* _PROBLEMS TO WORK ON_:
A) State whether each of the following statements agrees with the passage on energy flow, answering yes or no and quoting the deciding words: (i) Thermal energy in Earth's interior shapes and moves Earth's crust; (ii) Animals convert solar energy to chemical energy via photosynthesis; (iii) Energy flows only through living systems.
B) According to the passage on energy flow, what do living systems use energy for? List every purpose it names.
C) Write a continuation of the passage on energy flow, beginning after its final sentence.

Energy is all around us and flows through our lives in many ways. It flows through both nonliving and living systems, including human societies.
Nonliving Systems
Energy flow through nonliving systems creates the weather patterns and shapes the Earth's surface. For example:
- The solar energy that is absorbed and distributed on Earth's surface gives rise to weather systems and ocean currents.
- The thermal energy that is in Earth's interior shapes and moves Earth's crust as in earthquakes, mountain building, and volcanic activity.
Living Systems
Energy flow in living systems enables humans and other organisms to survive. Living systems use energy to grow, change, maintain health, move, and reproduce. Examples include:
- Plants and other autotrophs convert solar energy to chemical energy via photosynthesis.
- Animals and other heterotrophs convert chemical energy in plants or in other animals to chemical energy in their own structures that they can use via cellular respiration.

Energy is also needed for maintaining the health, including nutrition and the quality and quantity of food, of all organisms, including humans.

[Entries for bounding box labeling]

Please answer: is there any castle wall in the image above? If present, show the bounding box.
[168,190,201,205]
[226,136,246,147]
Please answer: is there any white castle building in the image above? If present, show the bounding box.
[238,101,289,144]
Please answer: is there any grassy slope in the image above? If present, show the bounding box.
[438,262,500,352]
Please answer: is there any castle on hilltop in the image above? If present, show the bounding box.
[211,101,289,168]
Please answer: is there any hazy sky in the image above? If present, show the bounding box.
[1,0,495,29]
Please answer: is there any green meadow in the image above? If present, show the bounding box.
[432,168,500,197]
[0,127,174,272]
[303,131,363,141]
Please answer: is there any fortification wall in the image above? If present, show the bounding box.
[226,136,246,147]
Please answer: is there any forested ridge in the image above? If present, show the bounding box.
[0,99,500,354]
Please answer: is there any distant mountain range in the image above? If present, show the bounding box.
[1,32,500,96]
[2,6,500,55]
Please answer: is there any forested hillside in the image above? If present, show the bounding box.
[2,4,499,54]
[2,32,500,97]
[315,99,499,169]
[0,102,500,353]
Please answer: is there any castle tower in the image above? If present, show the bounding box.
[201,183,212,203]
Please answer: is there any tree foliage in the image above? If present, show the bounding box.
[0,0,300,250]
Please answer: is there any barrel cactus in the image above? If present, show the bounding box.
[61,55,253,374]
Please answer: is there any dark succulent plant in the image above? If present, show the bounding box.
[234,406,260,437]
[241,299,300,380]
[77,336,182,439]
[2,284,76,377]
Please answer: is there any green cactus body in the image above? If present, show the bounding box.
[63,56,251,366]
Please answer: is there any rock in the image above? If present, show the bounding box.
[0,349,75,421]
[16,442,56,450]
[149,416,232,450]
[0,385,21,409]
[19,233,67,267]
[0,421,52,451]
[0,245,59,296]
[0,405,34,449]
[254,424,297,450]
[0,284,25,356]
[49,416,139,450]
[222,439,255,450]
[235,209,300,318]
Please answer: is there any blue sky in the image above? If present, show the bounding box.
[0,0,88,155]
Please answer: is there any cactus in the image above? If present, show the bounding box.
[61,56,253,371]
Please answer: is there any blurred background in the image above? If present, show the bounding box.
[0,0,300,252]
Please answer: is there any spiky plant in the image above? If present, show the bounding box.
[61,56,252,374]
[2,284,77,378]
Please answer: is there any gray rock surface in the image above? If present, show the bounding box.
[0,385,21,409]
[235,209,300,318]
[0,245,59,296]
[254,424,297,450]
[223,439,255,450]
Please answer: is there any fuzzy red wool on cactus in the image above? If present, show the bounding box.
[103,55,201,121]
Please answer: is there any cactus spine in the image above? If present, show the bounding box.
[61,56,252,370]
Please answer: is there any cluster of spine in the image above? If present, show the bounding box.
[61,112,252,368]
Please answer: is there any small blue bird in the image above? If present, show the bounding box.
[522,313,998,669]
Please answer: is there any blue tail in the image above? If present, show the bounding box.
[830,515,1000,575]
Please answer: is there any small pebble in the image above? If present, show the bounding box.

* _WRITTEN RESPONSES_:
A)
(i) Yes: "The thermal energy that is in Earth's interior shapes and moves Earth's crust"
(ii) No: "Plants and other autotrophs convert solar energy to chemical energy via photosynthesis."
(iii) No: "It flows through both nonliving and living systems, including human societies."

B)
- grow
- change
- maintain health
- move
- reproduce

C)
Living systems differ in how fast they use energy. Some living systems, such as birds, use energy quickly for growth and metabolism, and therefore must replace it quickly. Others, such as turtles, use energy more slowly and, therefore, need to replace it less frequently.
Energy Flow Characterizes Systems
Energy not only flows through systems, it characterizes it. Ecosystems use energy to maintain biogeochemical cycles - such as the sedimentary, gaseous, and hydrologic cycles - between living and nonliving systems.
Ecosystems are characterized by:
- Types and quantities of available energy sources, such as the chemical energy in plants.
- Types and characteristics of energy flows, such as food chains and food webs.
- Energy budgets, which are the amount of energy available with respect to the amount of energy used by an ecosystem. The total energy budget of an ecosystem determines its carrying capacity.
- An ability to use energy to maintain a balanced or steady state.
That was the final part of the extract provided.